*WHAT IS NEEDED*: Nothing outside the range is wanted. Repeat exactly the lines below from the one with "This document contains" through the one with "214L54 258L110 299L158".
(Beginning of TASK INPUT)
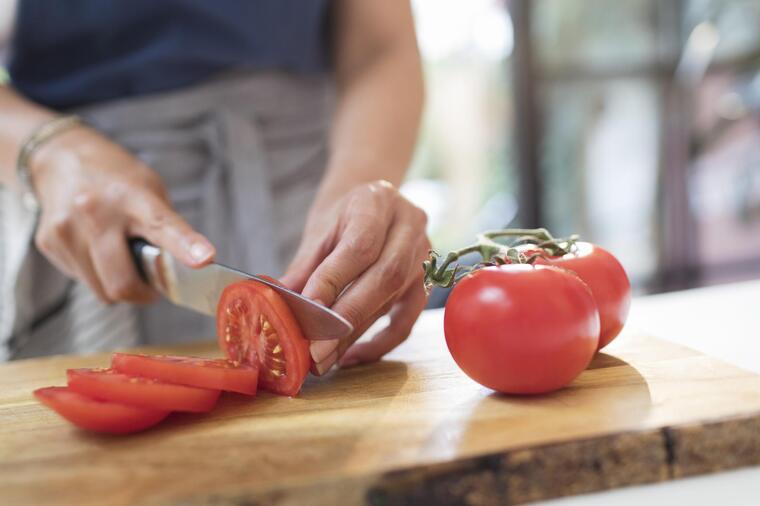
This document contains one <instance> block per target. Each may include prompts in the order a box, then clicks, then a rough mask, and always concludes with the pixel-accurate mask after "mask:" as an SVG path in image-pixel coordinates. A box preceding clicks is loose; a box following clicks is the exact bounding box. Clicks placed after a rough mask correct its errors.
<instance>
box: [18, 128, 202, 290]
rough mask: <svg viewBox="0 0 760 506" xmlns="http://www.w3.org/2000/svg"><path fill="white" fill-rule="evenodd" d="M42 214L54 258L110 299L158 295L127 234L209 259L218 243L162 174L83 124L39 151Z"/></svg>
(End of TASK INPUT)
(Beginning of TASK INPUT)
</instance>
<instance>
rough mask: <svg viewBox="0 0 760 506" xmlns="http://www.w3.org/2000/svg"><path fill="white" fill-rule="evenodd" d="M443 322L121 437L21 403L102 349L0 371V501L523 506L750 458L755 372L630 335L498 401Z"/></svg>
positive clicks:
(End of TASK INPUT)
*EXERCISE RESPONSE*:
This document contains one <instance> block per target. Each may include prompts in the order a box, then clicks, then a rough mask, and always concludes with the pixel-accurate mask after "mask:" as an SVG path in image-pixel coordinates. A box preceding clicks is loose; a box following clicks is the exact bounding box. Clicks placed after a rough mask correct its errors.
<instance>
box: [18, 128, 202, 290]
rough mask: <svg viewBox="0 0 760 506" xmlns="http://www.w3.org/2000/svg"><path fill="white" fill-rule="evenodd" d="M42 214L54 258L110 299L158 295L127 234L209 259L218 243L162 174L83 124L39 151Z"/></svg>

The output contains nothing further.